### INSTRUÇÃO 1
Segundo o trecho, sob qual árvore o pessoal vinha fazer piquenique?

### TRECHO
+ + + + +

P/1 - E o mar, como que foi? A senhora também vinha tomar banho aqui na Praia do Casqueiro?
R - Sim. No Casqueiro ninguém tomava banho, mas aqui sim. Aqui era muito maravilha. Chega branquinha, a areia. Tinha um jambolão ali que o pessoal vinha fazer piquenique ali embaixo. Eu lembro por causa do jambolão.
P/1 - E a senhora lembra mais ou menos quando começou a mudar isso, começou a ficar poluído?
R - Quando começou a povoar, o pessoal. Chegando povo, cada vez chegando povo, nego já cortava de um lado e do outro. Ali o homem já começou a criar porco, começou a fazer uma criação grande, e coisa. E foi indo. Aí, estragou tudo. Aí, vinha muita gente precisando também pra morar, invadiu os mangues, invadiu tudo. Igual o Brasil, quando começou. Quando começou, invadiu tudo, invadiu tudo, até hoje. Está cada dia mais. Assim, dessa maneira.
P/1 - Eu estava conversando ontem com a Dona Marli e ela estava contando que vocês tinham um grupo de mulheres aqui antigamente. Eu queria que a senhora contasse um pouco desse grupo.

+ + + + +

### LINHAS PARA PROCESSAMENTO

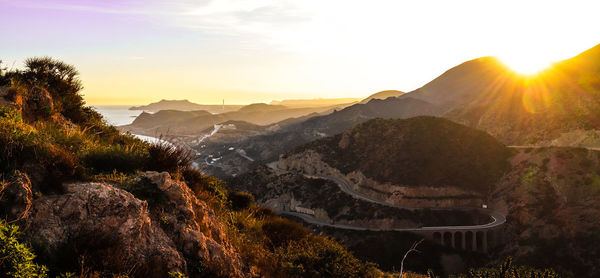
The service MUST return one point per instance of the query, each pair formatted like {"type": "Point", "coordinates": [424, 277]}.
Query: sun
{"type": "Point", "coordinates": [526, 64]}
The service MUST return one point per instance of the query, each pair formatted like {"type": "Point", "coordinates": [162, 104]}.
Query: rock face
{"type": "Point", "coordinates": [113, 230]}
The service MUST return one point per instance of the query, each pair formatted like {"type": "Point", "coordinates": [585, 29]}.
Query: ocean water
{"type": "Point", "coordinates": [117, 114]}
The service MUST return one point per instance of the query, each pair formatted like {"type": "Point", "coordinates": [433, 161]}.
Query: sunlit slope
{"type": "Point", "coordinates": [519, 109]}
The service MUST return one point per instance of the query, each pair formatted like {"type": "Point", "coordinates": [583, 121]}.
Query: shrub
{"type": "Point", "coordinates": [165, 157]}
{"type": "Point", "coordinates": [281, 231]}
{"type": "Point", "coordinates": [321, 257]}
{"type": "Point", "coordinates": [207, 188]}
{"type": "Point", "coordinates": [16, 260]}
{"type": "Point", "coordinates": [121, 158]}
{"type": "Point", "coordinates": [506, 270]}
{"type": "Point", "coordinates": [62, 82]}
{"type": "Point", "coordinates": [240, 200]}
{"type": "Point", "coordinates": [15, 137]}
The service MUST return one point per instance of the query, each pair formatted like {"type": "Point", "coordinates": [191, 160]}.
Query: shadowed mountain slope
{"type": "Point", "coordinates": [420, 151]}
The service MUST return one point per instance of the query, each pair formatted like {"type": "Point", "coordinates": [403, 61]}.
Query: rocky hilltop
{"type": "Point", "coordinates": [80, 199]}
{"type": "Point", "coordinates": [121, 233]}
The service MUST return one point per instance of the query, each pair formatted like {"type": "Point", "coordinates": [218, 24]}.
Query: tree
{"type": "Point", "coordinates": [413, 248]}
{"type": "Point", "coordinates": [61, 80]}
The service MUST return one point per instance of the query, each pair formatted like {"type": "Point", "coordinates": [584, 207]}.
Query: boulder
{"type": "Point", "coordinates": [106, 225]}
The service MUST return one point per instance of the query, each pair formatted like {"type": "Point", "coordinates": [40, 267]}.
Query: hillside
{"type": "Point", "coordinates": [287, 134]}
{"type": "Point", "coordinates": [185, 105]}
{"type": "Point", "coordinates": [317, 102]}
{"type": "Point", "coordinates": [382, 95]}
{"type": "Point", "coordinates": [419, 151]}
{"type": "Point", "coordinates": [194, 122]}
{"type": "Point", "coordinates": [551, 197]}
{"type": "Point", "coordinates": [522, 110]}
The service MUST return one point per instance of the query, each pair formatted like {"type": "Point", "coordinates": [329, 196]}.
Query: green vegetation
{"type": "Point", "coordinates": [426, 151]}
{"type": "Point", "coordinates": [48, 133]}
{"type": "Point", "coordinates": [506, 270]}
{"type": "Point", "coordinates": [16, 259]}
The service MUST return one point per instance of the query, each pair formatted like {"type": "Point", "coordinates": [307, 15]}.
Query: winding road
{"type": "Point", "coordinates": [497, 218]}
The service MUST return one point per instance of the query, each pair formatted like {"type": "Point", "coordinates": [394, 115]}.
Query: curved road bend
{"type": "Point", "coordinates": [497, 218]}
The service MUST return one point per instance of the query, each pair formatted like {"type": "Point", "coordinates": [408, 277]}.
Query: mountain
{"type": "Point", "coordinates": [193, 123]}
{"type": "Point", "coordinates": [317, 102]}
{"type": "Point", "coordinates": [185, 105]}
{"type": "Point", "coordinates": [78, 198]}
{"type": "Point", "coordinates": [548, 194]}
{"type": "Point", "coordinates": [416, 152]}
{"type": "Point", "coordinates": [290, 133]}
{"type": "Point", "coordinates": [522, 110]}
{"type": "Point", "coordinates": [382, 95]}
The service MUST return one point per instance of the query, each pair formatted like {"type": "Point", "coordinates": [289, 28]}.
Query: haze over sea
{"type": "Point", "coordinates": [117, 114]}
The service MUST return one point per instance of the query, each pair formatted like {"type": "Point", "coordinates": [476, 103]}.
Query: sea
{"type": "Point", "coordinates": [117, 114]}
{"type": "Point", "coordinates": [121, 115]}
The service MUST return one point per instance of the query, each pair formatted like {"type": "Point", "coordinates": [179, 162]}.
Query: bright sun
{"type": "Point", "coordinates": [526, 64]}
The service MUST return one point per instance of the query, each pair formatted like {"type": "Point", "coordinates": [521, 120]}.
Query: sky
{"type": "Point", "coordinates": [136, 52]}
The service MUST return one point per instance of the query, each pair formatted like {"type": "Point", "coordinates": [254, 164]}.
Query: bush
{"type": "Point", "coordinates": [62, 82]}
{"type": "Point", "coordinates": [240, 200]}
{"type": "Point", "coordinates": [165, 157]}
{"type": "Point", "coordinates": [507, 270]}
{"type": "Point", "coordinates": [16, 260]}
{"type": "Point", "coordinates": [321, 257]}
{"type": "Point", "coordinates": [121, 158]}
{"type": "Point", "coordinates": [15, 137]}
{"type": "Point", "coordinates": [281, 231]}
{"type": "Point", "coordinates": [207, 188]}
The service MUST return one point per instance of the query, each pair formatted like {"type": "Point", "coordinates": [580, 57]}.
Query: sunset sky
{"type": "Point", "coordinates": [136, 52]}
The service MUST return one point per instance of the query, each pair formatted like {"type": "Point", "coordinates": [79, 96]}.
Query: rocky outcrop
{"type": "Point", "coordinates": [310, 162]}
{"type": "Point", "coordinates": [194, 228]}
{"type": "Point", "coordinates": [16, 197]}
{"type": "Point", "coordinates": [114, 231]}
{"type": "Point", "coordinates": [109, 225]}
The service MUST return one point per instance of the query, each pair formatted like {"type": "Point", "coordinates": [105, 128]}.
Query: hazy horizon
{"type": "Point", "coordinates": [138, 52]}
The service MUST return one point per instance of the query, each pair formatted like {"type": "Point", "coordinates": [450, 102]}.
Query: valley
{"type": "Point", "coordinates": [441, 170]}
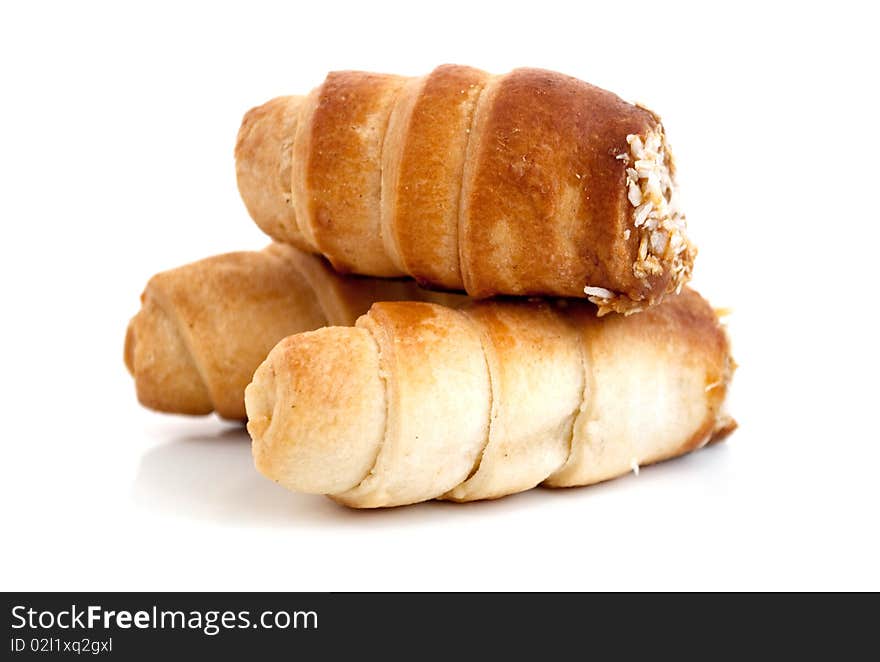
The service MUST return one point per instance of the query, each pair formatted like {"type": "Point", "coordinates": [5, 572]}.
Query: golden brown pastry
{"type": "Point", "coordinates": [420, 401]}
{"type": "Point", "coordinates": [528, 183]}
{"type": "Point", "coordinates": [203, 328]}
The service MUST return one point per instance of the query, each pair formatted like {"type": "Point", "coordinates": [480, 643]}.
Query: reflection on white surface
{"type": "Point", "coordinates": [211, 477]}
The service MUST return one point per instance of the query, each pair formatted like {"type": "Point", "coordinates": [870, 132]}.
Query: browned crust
{"type": "Point", "coordinates": [263, 154]}
{"type": "Point", "coordinates": [425, 156]}
{"type": "Point", "coordinates": [343, 132]}
{"type": "Point", "coordinates": [544, 201]}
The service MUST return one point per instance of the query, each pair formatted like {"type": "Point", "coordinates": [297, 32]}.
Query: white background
{"type": "Point", "coordinates": [117, 131]}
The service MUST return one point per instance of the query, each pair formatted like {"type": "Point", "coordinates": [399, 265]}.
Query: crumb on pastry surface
{"type": "Point", "coordinates": [656, 218]}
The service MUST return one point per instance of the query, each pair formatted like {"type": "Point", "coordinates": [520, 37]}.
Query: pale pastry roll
{"type": "Point", "coordinates": [489, 400]}
{"type": "Point", "coordinates": [203, 328]}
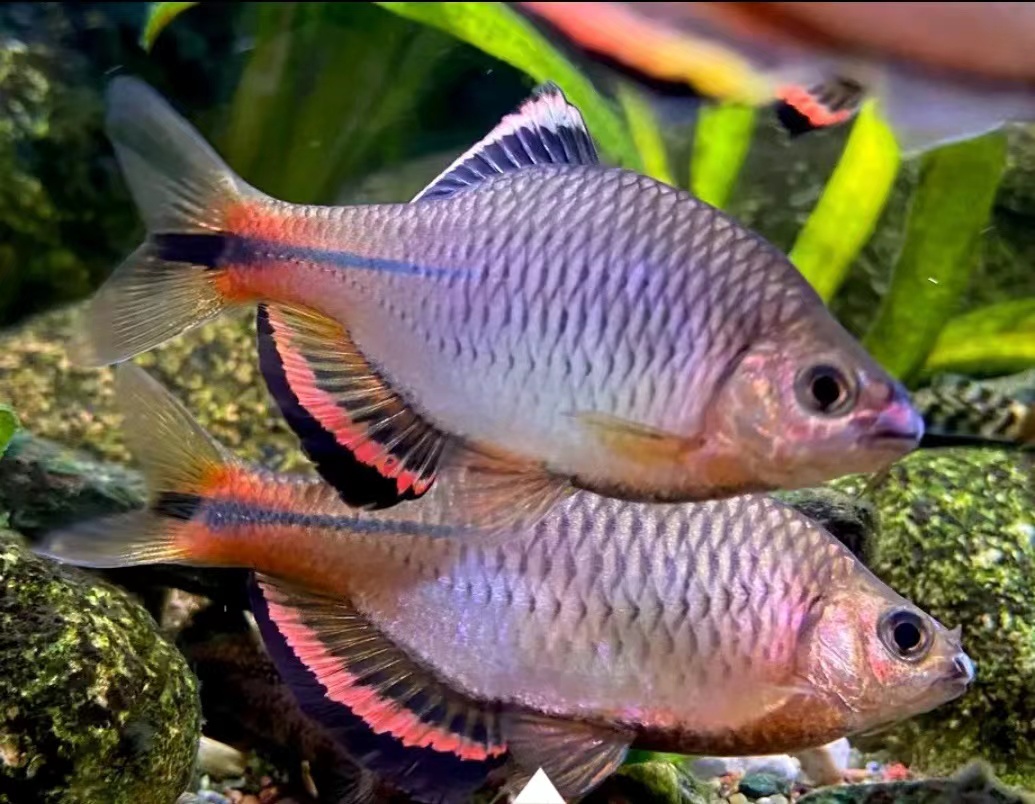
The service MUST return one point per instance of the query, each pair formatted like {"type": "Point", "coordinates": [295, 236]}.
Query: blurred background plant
{"type": "Point", "coordinates": [335, 102]}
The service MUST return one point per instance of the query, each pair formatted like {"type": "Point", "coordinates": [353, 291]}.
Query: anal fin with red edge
{"type": "Point", "coordinates": [364, 440]}
{"type": "Point", "coordinates": [804, 109]}
{"type": "Point", "coordinates": [372, 445]}
{"type": "Point", "coordinates": [394, 716]}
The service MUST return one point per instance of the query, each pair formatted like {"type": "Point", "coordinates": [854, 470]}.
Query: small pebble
{"type": "Point", "coordinates": [757, 785]}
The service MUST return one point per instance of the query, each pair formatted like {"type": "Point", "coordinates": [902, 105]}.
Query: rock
{"type": "Point", "coordinates": [974, 784]}
{"type": "Point", "coordinates": [761, 784]}
{"type": "Point", "coordinates": [652, 782]}
{"type": "Point", "coordinates": [827, 764]}
{"type": "Point", "coordinates": [713, 767]}
{"type": "Point", "coordinates": [957, 537]}
{"type": "Point", "coordinates": [94, 705]}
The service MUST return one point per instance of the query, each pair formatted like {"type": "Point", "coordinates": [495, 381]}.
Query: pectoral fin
{"type": "Point", "coordinates": [500, 494]}
{"type": "Point", "coordinates": [629, 440]}
{"type": "Point", "coordinates": [575, 756]}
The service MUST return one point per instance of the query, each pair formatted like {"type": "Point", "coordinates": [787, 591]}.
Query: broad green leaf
{"type": "Point", "coordinates": [502, 33]}
{"type": "Point", "coordinates": [989, 355]}
{"type": "Point", "coordinates": [646, 135]}
{"type": "Point", "coordinates": [851, 204]}
{"type": "Point", "coordinates": [8, 425]}
{"type": "Point", "coordinates": [721, 139]}
{"type": "Point", "coordinates": [294, 132]}
{"type": "Point", "coordinates": [1000, 335]}
{"type": "Point", "coordinates": [158, 17]}
{"type": "Point", "coordinates": [948, 210]}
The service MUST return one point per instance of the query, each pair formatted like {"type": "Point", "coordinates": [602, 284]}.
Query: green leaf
{"type": "Point", "coordinates": [851, 204]}
{"type": "Point", "coordinates": [721, 139]}
{"type": "Point", "coordinates": [502, 33]}
{"type": "Point", "coordinates": [994, 339]}
{"type": "Point", "coordinates": [8, 426]}
{"type": "Point", "coordinates": [158, 17]}
{"type": "Point", "coordinates": [988, 356]}
{"type": "Point", "coordinates": [646, 135]}
{"type": "Point", "coordinates": [947, 213]}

+ + + + +

### INSTRUÇÃO 2
Conte quantas das linhas acima contêm a palavra "mountain" e informe somente o número.

### RESPOSTA DO EXERCÍCIO 1
Sob um jambolão.

### RESPOSTA DO EXERCÍCIO 2
2